TO BE DONE> Reproduce verbatim the passage from the following post about the TEF examination, starting at "C1 and C2 (Uh, you" and ending at "opinions in French.".

──────── PAGE TEXT

Wednesday, October 27, 2010

The TEF is Tough

Yesterday, I took the initiative and enrolled for the Test d'Evaluation de Français (TEF for short).

Right about now, you may examine the lengthy title and decipher a certain meaning based on the similarities to the words in English. "Okay," you may ask, "is it a test that evaulates your level of French?"

You are correct, my friend!

(Johnny says you've won the satisfaction that you were right.)

This exam places its takers through a series of rigorous listening, writing, and oral comprehension sections to determine just how badly they can communicate in French. Each candidate can be classified into six categories:

A1 and A2 (your French ranges from beginner to just above basic)

B1 and B2 (your French doesn't make native speakers cringe too much)

C1 and C2 (Uh, you are remarkably fluent. Are you sure you're not French???)

Based on your result, you are awarded a certificate that proclaims the level you've achieved. Technically, there is no way to fail this test because it is not a question of being right or wrong; it's about being able to express your thoughts and opinions in French.

So, why I am I taking this test? Why is my knowing what my classification is so important to me? Is it for the sheer pleasure to gloat that I speak French well?

────────────────
──────── GIVEN MATERIAL

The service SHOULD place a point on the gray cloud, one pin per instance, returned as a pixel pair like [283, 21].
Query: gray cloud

────────────────

TASK OUTPUT>
C1 and C2 (Uh, you are remarkably fluent. Are you sure you're not French???)

Based on your result, you are awarded a certificate that proclaims the level you've achieved. Technically, there is no way to fail this test because it is not a question of being right or wrong; it's about being able to express your thoughts and opinions in French.